_Problems to work on:_
1/ Do statements (a), (b) and (c) agree with the Grail passage? Answer yes or no for each, quoting the words of the passage that decide it. (a) The Fisher King suffers from poisonous fumes coming from the wasteland. (b) Silk built the Silk Road before cannabis did. (c) Quintus Curtius Rufus wrote about the three sacred gifts before Herodotus did.
2/ Return, copied verbatim, the stretch of the Grail passage from the words "The knight returns" through the words "creativity and frivolity.".

_Text block:_
Act Two: The Year is 5,000 AD
The secrets of the young gay Scythian have long been lost, and the kingdom has been in perpetual war ever since. The king assembles his best knights and commands them to find the secret that will bring peace to the kingdom, which according to ancient legends is a golden grail held captive in a blackened forest.
The black forest is surrounded by a vast oil-drenched wasteland, guarded by a custodian called the Fisher King, who suffers from poisonous fumes emanating from the wasteland. One of the young knights manages to cross the wasteland alive without succumbing to its effects and gains entrance to the mysterious estate and soon discovers a princess bringing a golden cup to the ailing king in order to keep him alive. He discovers it is not really the cup that is important, but the medicine that goes inside.
The knight returns with the recipe for the sacrament and the concoction soon brings peace to the kingdom, while inspiring great creativity and frivolity.
Strange the Holy Grail remains our central myth, yet few pay attention to its origins. Probably because those origins are steeped in cannabis.
Herodotus, the father of western history, first documented the three sacred golden gifts (plow/yoke, axe and cup) bequeathed to Greece’s ancient northern neighbors, the Scythians, who had divided into a caste system based around those three gifts.
Herodotus also documented the culture’s great affection for cannabis sweat lodges. By his time, they had already built the (poorly-named) Silk Road. (In truth, it was cannabis that built their highway; silk came along later in the game.)
Another myth is the Scythians conquered cultures with brunt force, when in reality, despite their superior weapons and highly militarized society, their culture was so incredibly advanced it was readily absorbed into the many cultures they traded with. And because they traveled from Europe to China and India, the Scythians absorbed elements from both east and west. Scythian priests (many of whom were transsexual) had best magic because their primary sacrament was the greatest medicine on earth.
A few hundred years after Herodotus, Quintus Curtius Rufus documented those same three sacred gifts as essential to the Zoroastrians, although the weapon had morphed into a spear and arrow.

_Information provided:_
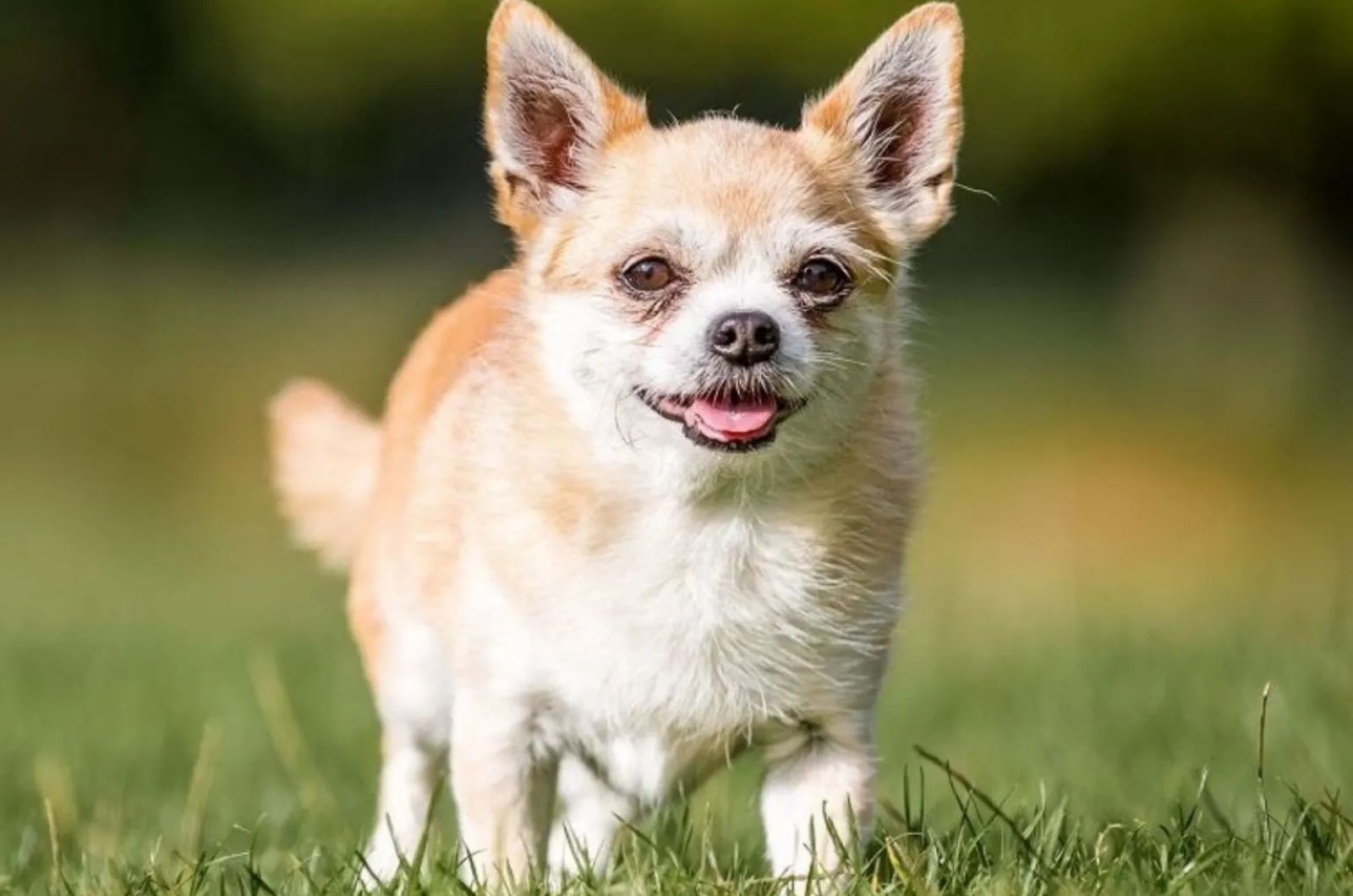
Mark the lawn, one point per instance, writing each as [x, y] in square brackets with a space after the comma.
[1113, 569]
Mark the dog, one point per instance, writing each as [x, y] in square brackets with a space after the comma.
[640, 500]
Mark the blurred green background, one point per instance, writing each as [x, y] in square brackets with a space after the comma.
[1137, 336]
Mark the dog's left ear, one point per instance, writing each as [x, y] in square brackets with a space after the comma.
[896, 118]
[548, 114]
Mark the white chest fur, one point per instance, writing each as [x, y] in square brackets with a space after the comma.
[693, 623]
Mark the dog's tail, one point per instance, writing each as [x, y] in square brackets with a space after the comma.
[325, 458]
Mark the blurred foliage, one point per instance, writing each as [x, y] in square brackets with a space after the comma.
[128, 103]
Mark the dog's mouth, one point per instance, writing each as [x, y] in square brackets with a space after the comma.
[730, 420]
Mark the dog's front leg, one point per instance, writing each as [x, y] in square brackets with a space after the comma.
[818, 797]
[504, 781]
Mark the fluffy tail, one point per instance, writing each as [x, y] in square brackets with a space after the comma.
[325, 456]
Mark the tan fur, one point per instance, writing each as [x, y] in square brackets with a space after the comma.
[326, 454]
[583, 576]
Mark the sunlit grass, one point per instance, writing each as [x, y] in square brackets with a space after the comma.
[1104, 580]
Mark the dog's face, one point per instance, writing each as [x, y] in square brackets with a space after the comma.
[720, 286]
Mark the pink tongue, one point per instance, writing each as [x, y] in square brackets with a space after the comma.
[730, 421]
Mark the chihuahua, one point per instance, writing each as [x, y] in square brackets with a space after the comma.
[640, 500]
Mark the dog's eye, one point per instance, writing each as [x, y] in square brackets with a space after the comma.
[820, 278]
[649, 275]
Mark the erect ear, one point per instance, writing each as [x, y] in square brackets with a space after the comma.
[548, 112]
[896, 119]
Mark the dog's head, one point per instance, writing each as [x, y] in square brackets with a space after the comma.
[719, 286]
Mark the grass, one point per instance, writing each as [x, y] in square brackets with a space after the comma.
[1109, 574]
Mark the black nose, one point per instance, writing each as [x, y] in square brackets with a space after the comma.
[744, 337]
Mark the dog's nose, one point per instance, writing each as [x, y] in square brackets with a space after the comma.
[744, 337]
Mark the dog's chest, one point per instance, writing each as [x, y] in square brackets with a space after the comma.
[708, 623]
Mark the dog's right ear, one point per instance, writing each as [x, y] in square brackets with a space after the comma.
[548, 114]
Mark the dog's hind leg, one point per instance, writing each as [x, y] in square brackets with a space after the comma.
[585, 833]
[409, 773]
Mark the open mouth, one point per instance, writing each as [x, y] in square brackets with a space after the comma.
[726, 420]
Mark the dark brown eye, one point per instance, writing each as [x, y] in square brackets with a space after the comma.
[820, 278]
[649, 275]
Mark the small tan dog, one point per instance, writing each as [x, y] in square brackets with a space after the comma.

_Answers given:_
1/
(a) Yes: "who suffers from poisonous fumes emanating from the wasteland"
(b) No: "it was cannabis that built their highway; silk came along later in the game"
(c) No: "A few hundred years after Herodotus, Quintus Curtius Rufus documented those same three sacred gifts"

2/
The knight returns with the recipe for the sacrament and the concoction soon brings peace to the kingdom, while inspiring great creativity and frivolity.